> _TÂCHES À RÉALISER_:
(a) Quels cinéastes et acteurs la critique du DVD de LEATHERFACE cite-t-elle avec leur prénom et leur nom ?
(b) Dans la critique du DVD de LEATHERFACE, reformulez sous forme de liste le paragraphe commençant par « Les défauts de pellicule se font très rares », en conservant ses faits principaux.
(c) Dans la critique du DVD de LEATHERFACE, à quel film David Schow emprunte-t-il une séquence voyeuriste ?

### TEXTE DE LA PAGE ###

En version intégrale, LEATHERFACE réussit à imposer plusieurs passages franchement horribles et dérangeant au sein de la famille de timbrés. Le film démarre assez bien jusqu'aux événements de la station service où l'on commence à découvrir que le fin fond du Texas n'a rien de très paisible. Dans cette même station service, David Schow se permet même d'emprunter une séquence voyeuriste au PSYCHOSE d'Alfred Hitchcock. Toute cette partie du film commence d'ailleurs à imposer une ambiance étouffante et dérangeante qui sera malheureusement mise en exergue durant toute la suite de l'intrigue avant d'arriver enfin à l'intérieur de la maison de Leatherface. Là encore, le film marque des points mais ne réussit pas vraiment à égaler la tension et l'hystérie de l'oeuvre de Tobe Hooper même lorsqu'il verse dans une horreur graphique bien plus démonstrative que ce que l'on pouvait découvrir dans son modèle.
Metropolitan reprend l'intégralité de l'édition parue aux Etats-Unis mais sur un disque double face et offre donc la possibilité de voir LEATHERFACE en deux versions : celle montrée dans les salles de cinéma et le montage intégral. Mais soyons lucides, la version intégrale qui opère quelques petites modifications dans le montage et ajoute une dose de séquences explicites plus insistantes mais pas forcément plus gore, n'est toujours pas, et cela ne sera jamais possible, celle prévue à l'origine par Jeff Burr et David Schow. Il s'agit de l'un des montages théoriquement refusés par le MPAA. Parmi toutes les modifications opérées tout au long de la création du film, il y a donc la fin originale que l'on retrouve sur le DVD et où Ken Foree se fait tronçonner explicitement le crâne lui épargnant une réapparition stupide à l'issue du métrage mais aussi une fin plus extrême ou en tout cas moins optimiste.
Les défauts de pellicule se font très rares et New Line a donc ressorti une copie d'excellente qualité pour son transfert en DVD. L'image a tout de même un grain visible mais celui-ci est inhérent au tournage. Pour sa sortie en DVD, des mixages multi-canaux ont aussi été réalisés. Pour le disque français, l'éditeur n'a pas repris la piste DTS anglaise mais seulement celle en Dolby Digital 5.1 et y a ajouté un nouveau mixage du doublage français. Pour ce dernier, la vision de la version intégrale oblige l'apparition de quelques scènes en version anglaise sous-titrées français. Les pistes sonores Dolby Digital 5.1 offrent une spatialisation et une reproduction sonore très nette. Comme souvent, on préférera la version originale anglaise puisque de toute façon il apparaît logique de visionner la version intégrale où tout n'a pas été doublé en français.

### DONNÉES ENREGISTRÉES ###

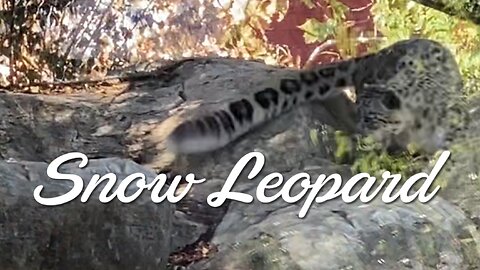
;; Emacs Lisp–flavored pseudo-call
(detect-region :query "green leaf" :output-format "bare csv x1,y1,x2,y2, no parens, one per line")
298,18,336,44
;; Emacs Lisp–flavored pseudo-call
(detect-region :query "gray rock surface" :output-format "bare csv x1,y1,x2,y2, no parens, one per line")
192,160,480,270
0,158,173,270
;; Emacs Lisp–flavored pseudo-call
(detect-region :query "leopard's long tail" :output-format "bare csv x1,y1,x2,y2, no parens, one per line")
167,61,354,154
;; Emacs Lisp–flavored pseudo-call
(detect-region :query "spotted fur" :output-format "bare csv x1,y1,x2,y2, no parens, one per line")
167,39,462,153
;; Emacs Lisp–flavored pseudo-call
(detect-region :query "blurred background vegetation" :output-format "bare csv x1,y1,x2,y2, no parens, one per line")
0,0,480,96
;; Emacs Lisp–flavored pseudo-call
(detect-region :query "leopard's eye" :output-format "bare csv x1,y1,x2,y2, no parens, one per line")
382,91,401,110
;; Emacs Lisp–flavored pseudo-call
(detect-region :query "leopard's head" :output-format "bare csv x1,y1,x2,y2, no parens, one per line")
357,40,466,153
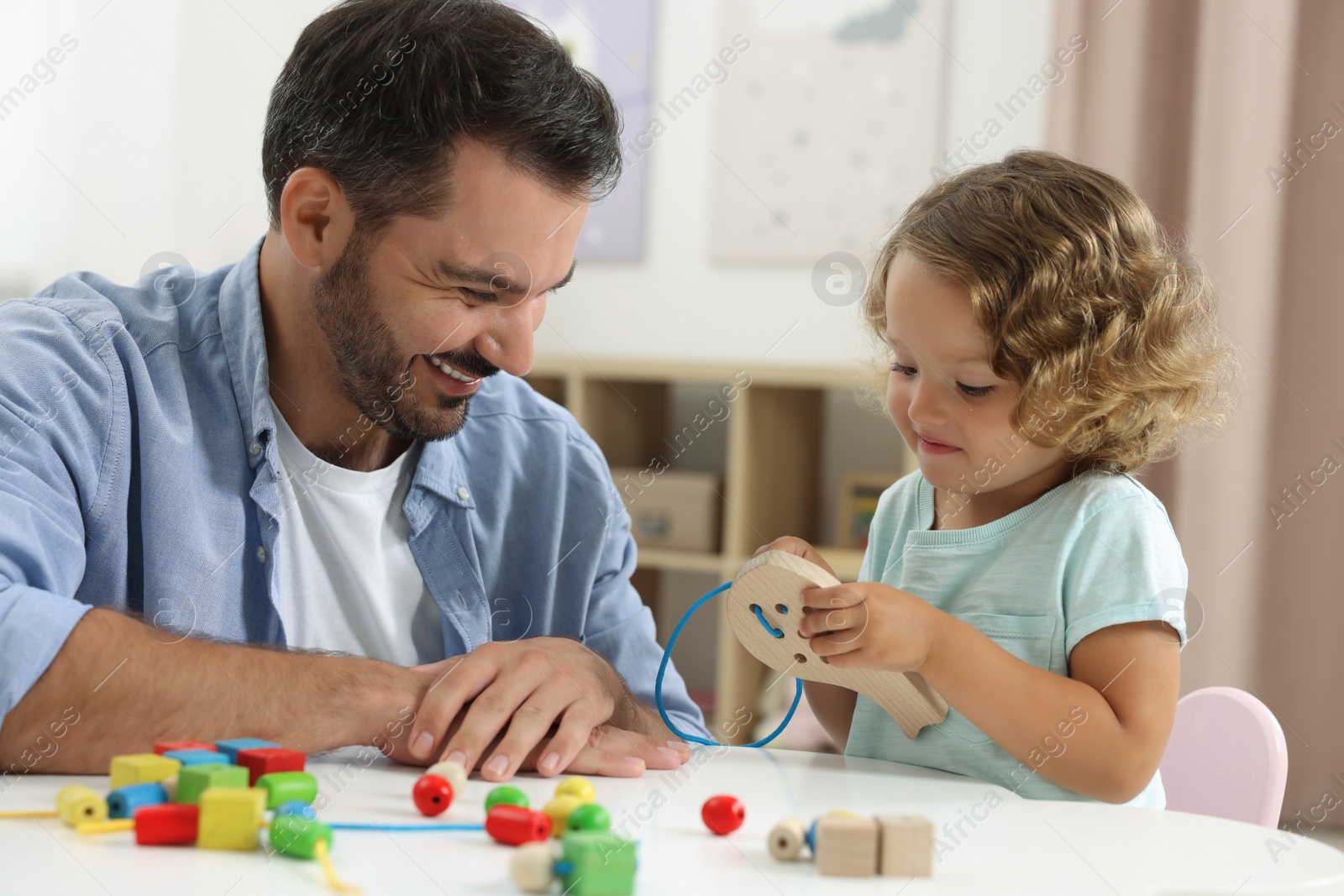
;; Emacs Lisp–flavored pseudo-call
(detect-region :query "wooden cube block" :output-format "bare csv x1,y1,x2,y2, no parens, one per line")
177,764,247,804
197,787,266,849
109,752,181,790
876,815,932,878
234,747,307,786
816,815,878,878
215,737,280,762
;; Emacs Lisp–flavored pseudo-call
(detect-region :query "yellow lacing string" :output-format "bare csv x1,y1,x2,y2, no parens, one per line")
0,809,60,818
313,840,365,893
76,818,136,834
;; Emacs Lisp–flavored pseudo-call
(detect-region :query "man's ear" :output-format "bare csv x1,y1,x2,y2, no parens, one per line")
280,168,354,270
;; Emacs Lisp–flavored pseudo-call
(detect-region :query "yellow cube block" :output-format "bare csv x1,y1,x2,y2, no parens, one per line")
197,787,266,849
109,752,181,790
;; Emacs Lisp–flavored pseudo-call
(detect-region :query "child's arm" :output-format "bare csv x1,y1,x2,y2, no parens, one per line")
798,582,1180,802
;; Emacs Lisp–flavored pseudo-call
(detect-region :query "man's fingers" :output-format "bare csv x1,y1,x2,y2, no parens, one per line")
406,652,499,759
564,744,645,778
589,726,690,770
444,650,559,773
481,679,602,780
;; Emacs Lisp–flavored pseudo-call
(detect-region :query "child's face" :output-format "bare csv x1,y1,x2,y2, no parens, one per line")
887,253,1067,510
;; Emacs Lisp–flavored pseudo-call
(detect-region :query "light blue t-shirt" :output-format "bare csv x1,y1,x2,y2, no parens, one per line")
845,470,1187,809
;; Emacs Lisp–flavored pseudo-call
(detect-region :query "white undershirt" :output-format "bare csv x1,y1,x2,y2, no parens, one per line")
270,401,444,666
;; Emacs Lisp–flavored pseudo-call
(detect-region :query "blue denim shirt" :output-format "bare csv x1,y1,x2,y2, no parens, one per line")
0,239,706,735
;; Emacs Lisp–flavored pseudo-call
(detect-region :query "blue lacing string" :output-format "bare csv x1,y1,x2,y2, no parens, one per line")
654,582,802,747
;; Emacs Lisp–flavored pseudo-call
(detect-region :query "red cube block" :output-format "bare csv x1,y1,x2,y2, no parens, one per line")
237,747,307,787
155,740,215,757
136,804,200,846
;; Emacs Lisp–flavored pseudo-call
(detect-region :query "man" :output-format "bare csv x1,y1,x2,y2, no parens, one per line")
0,0,704,780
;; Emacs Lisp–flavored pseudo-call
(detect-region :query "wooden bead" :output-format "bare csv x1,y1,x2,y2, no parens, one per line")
701,794,748,837
56,784,108,827
815,815,878,878
508,842,555,893
108,780,168,818
136,804,200,846
412,775,453,817
486,804,551,846
876,815,932,878
555,775,596,804
486,784,533,811
766,818,808,862
564,804,612,831
425,759,466,798
542,794,583,837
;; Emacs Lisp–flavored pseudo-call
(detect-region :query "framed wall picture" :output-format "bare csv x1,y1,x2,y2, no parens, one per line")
836,473,898,551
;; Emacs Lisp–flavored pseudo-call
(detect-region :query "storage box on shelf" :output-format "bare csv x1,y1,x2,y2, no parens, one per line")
527,359,909,743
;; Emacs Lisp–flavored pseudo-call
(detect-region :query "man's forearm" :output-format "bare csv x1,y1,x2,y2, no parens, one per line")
0,610,423,773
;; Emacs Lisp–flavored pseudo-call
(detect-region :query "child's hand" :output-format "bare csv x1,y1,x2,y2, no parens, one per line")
798,582,943,672
751,535,840,579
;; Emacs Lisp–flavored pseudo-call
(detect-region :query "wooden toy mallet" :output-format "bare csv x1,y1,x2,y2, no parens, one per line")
726,551,948,739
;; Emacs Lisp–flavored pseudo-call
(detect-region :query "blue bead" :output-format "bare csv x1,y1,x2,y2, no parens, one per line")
276,799,318,820
164,750,227,766
108,780,168,818
215,737,280,764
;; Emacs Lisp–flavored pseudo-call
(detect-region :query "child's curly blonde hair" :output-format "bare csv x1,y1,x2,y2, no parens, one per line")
863,149,1236,474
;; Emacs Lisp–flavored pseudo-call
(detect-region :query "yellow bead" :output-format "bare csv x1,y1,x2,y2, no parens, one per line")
542,794,583,837
197,787,266,849
555,775,596,804
56,784,108,827
109,752,181,790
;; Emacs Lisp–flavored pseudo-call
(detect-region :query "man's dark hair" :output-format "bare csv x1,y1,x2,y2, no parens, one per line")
262,0,621,238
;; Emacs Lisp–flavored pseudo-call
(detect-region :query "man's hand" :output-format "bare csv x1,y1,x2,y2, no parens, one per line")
407,638,690,780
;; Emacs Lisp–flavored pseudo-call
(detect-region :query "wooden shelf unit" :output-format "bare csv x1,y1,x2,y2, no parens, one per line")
527,358,910,743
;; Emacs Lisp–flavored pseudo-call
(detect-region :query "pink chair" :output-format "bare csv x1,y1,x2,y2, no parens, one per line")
1161,688,1288,827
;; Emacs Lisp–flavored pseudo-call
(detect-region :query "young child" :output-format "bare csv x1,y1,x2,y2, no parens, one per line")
762,150,1234,809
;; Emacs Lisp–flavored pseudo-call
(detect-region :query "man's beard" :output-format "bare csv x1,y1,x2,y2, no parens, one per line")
311,227,499,441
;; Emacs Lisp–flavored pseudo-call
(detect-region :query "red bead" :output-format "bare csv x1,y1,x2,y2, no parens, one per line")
412,775,453,815
234,747,307,787
155,740,218,757
486,804,551,846
701,794,748,834
136,804,200,846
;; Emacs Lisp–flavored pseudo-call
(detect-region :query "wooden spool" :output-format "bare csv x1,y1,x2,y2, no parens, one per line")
726,551,948,739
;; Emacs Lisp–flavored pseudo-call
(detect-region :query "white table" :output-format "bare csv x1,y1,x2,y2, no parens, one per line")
0,748,1344,896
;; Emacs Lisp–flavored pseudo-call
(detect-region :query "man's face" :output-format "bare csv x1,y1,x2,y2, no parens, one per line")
311,139,587,439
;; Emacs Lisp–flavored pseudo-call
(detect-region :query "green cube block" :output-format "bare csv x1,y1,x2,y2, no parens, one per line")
270,815,332,858
257,771,318,809
555,831,636,896
177,763,247,804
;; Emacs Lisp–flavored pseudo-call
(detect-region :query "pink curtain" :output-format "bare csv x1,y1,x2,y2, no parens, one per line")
1047,0,1344,833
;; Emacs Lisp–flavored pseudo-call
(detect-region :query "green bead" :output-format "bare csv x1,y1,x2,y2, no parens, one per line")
555,831,636,896
270,815,332,858
177,763,247,804
486,784,531,813
257,771,318,809
564,804,612,831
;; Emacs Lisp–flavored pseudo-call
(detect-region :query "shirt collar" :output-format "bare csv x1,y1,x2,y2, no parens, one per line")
219,235,276,468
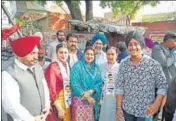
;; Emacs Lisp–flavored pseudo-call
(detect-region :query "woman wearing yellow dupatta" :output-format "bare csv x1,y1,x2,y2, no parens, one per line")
45,44,71,121
70,47,102,121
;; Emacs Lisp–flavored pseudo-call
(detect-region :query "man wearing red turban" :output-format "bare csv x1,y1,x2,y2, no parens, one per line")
2,36,50,121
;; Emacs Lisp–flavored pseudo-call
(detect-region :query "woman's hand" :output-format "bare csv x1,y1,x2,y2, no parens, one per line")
58,108,65,119
82,91,91,100
117,107,123,121
87,97,96,105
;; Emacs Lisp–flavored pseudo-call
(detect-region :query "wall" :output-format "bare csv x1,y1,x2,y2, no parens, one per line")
132,20,176,42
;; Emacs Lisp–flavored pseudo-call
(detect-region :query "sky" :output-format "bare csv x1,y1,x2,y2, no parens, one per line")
69,1,176,17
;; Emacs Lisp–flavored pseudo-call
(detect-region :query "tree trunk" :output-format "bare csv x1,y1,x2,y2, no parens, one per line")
85,0,93,21
64,0,83,21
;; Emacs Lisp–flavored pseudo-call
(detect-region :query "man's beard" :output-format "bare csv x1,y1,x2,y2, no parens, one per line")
95,47,102,52
58,38,65,42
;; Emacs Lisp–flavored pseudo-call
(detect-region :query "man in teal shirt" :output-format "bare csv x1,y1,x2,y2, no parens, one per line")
152,32,176,121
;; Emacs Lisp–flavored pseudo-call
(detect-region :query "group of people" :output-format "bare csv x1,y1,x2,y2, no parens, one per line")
2,30,176,121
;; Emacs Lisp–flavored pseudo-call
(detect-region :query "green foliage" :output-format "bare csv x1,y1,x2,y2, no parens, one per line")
100,0,158,19
142,12,176,22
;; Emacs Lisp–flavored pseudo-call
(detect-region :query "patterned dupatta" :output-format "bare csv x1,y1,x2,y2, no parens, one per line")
57,60,71,108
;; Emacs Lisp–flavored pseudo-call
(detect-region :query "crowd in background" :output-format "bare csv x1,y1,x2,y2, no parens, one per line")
2,30,176,121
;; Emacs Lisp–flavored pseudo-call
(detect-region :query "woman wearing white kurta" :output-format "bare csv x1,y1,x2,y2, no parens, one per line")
99,47,119,121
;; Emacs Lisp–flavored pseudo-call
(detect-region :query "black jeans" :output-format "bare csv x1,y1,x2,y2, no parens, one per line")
164,110,174,121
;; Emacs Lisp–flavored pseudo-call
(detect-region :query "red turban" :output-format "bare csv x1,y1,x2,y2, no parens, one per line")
1,24,20,40
10,36,40,57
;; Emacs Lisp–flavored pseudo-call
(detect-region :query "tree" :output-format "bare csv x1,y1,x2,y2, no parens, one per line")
100,0,159,19
39,0,93,21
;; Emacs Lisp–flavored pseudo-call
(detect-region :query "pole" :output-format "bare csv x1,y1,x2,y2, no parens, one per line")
1,2,22,37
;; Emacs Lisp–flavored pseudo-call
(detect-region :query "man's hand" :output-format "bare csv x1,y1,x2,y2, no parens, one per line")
42,107,50,120
87,97,96,104
116,107,123,121
146,103,160,116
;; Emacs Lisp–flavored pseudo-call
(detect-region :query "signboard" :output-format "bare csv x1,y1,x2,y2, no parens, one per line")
48,13,71,31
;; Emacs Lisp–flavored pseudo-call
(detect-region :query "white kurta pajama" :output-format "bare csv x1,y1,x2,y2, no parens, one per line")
99,62,119,121
2,59,50,121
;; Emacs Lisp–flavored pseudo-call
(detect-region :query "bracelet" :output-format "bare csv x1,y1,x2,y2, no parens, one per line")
89,89,94,95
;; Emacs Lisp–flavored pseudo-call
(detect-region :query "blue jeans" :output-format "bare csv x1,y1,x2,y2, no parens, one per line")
123,111,145,121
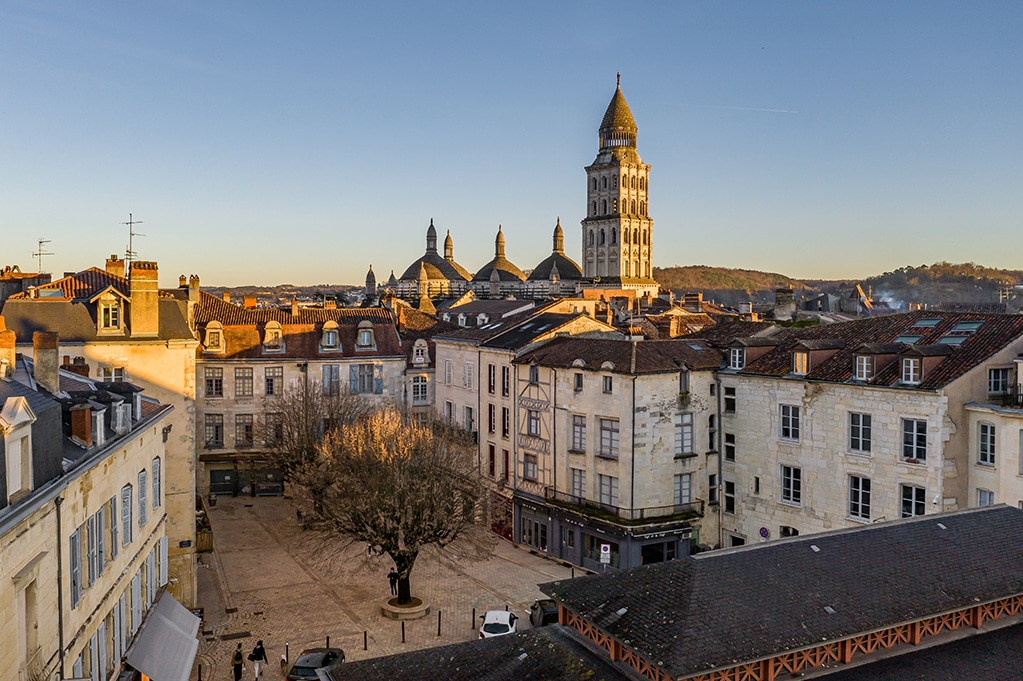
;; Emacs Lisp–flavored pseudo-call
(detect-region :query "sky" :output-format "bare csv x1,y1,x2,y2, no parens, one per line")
0,0,1023,286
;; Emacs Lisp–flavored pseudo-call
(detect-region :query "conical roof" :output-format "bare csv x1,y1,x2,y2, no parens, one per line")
473,225,526,281
529,218,582,281
601,74,637,133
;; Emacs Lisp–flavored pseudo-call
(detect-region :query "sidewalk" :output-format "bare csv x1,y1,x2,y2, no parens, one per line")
192,497,571,680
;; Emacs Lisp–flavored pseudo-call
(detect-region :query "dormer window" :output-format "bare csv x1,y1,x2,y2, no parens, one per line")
99,299,121,331
792,352,810,376
853,355,874,380
357,321,375,350
263,322,284,352
902,357,921,385
322,321,341,350
206,322,224,353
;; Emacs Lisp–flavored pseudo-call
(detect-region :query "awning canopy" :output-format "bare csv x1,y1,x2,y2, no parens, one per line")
127,591,199,681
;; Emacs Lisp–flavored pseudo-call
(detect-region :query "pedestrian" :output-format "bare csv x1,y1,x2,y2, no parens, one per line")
231,643,244,681
249,641,269,679
387,568,398,596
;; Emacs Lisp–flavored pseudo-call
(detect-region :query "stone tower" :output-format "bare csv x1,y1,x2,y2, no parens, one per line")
582,74,657,293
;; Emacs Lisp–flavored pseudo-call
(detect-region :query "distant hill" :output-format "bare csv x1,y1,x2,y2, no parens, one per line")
654,265,810,306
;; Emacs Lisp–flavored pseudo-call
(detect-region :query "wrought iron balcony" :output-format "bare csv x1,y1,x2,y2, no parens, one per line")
544,487,704,525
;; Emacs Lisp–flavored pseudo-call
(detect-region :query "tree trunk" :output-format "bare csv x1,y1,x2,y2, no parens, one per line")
391,551,419,605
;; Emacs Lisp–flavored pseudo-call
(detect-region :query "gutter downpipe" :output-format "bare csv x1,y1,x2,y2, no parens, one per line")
53,495,65,679
714,372,724,548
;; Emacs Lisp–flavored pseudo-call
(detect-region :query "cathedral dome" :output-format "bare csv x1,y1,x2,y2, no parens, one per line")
473,225,526,282
529,218,582,281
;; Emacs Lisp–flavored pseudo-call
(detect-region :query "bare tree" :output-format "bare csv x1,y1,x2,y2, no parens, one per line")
296,408,493,605
257,380,374,483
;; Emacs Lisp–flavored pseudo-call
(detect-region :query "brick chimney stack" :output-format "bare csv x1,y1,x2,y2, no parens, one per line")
128,260,160,337
106,254,125,279
32,331,60,395
71,404,92,447
0,317,17,380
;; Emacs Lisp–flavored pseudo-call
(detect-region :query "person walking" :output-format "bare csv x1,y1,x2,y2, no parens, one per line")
231,643,244,681
250,641,269,679
387,568,398,596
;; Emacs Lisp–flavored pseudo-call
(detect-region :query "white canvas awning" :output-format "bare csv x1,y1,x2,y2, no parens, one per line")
127,591,199,681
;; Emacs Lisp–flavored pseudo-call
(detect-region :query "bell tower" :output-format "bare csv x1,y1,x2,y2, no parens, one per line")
582,74,657,294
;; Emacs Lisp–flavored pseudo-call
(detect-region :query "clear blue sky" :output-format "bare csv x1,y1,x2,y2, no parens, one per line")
0,0,1023,285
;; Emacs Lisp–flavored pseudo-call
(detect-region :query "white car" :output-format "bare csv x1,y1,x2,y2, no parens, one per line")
480,610,519,638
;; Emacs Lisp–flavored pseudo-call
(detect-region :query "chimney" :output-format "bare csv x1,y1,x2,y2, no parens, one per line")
128,260,160,337
106,254,125,279
32,331,60,395
0,327,17,380
71,404,92,447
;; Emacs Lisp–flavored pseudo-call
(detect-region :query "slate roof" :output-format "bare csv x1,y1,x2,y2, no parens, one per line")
828,624,1023,681
331,625,642,681
724,311,1023,390
515,336,721,374
540,505,1023,677
194,292,405,360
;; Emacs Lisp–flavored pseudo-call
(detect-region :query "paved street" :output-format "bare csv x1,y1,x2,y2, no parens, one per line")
192,497,571,680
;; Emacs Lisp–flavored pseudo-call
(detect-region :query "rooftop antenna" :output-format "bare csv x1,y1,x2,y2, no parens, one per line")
32,236,53,274
121,213,145,276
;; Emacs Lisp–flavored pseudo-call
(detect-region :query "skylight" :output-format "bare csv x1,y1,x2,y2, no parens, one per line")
895,333,924,346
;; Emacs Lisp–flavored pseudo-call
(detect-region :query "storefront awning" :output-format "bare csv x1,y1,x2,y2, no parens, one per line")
127,591,199,681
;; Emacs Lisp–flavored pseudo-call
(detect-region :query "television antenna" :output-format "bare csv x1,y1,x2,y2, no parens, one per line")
32,236,53,274
121,213,145,276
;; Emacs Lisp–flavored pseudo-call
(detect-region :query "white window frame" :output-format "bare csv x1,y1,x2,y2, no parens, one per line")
849,475,871,520
901,418,927,461
902,357,923,385
782,463,803,505
675,412,695,456
779,404,800,442
977,421,995,467
849,411,873,456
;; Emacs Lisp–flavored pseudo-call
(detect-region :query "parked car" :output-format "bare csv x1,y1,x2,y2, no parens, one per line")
480,610,519,638
529,598,558,627
287,648,345,681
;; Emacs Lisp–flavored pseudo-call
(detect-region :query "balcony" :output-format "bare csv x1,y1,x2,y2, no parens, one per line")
544,487,704,525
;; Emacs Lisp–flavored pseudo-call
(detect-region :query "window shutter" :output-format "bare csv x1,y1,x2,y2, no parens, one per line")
160,537,167,586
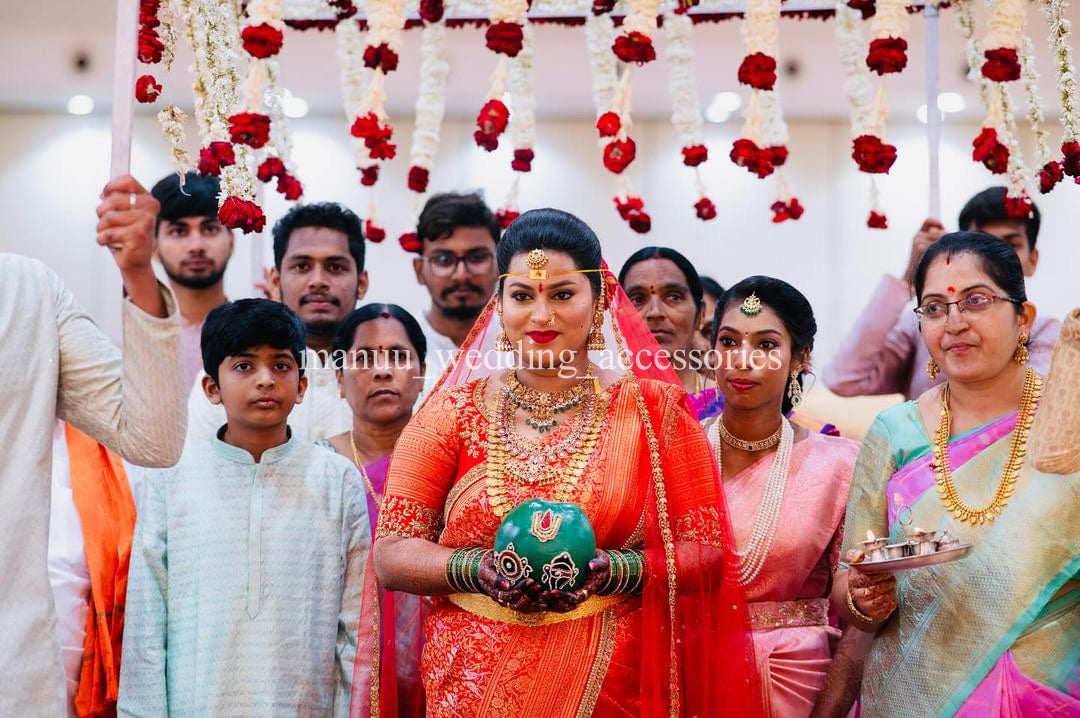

###

> _RÉPONSES AUX EXERCICES_:
(a) David Schow, Alfred Hitchcock, Tobe Hooper, Jeff Burr, Ken Foree

(b)
- Défauts de pellicule très rares : New Line a ressorti une copie d'excellente qualité pour le transfert en DVD.
- Grain visible à l'image, mais inhérent au tournage.
- Mixages multi-canaux réalisés pour la sortie en DVD.
- Disque français : pas de piste DTS anglaise, seulement la piste Dolby Digital 5.1, avec un nouveau mixage du doublage français.
- En version intégrale doublée, quelques scènes apparaissent en anglais sous-titrées en français.
- Pistes Dolby Digital 5.1 : spatialisation et reproduction sonore très nettes.
- Version originale anglaise à privilégier, car la version intégrale n'a pas été entièrement doublée en français.

(c) À PSYCHOSE d'Alfred Hitchcock.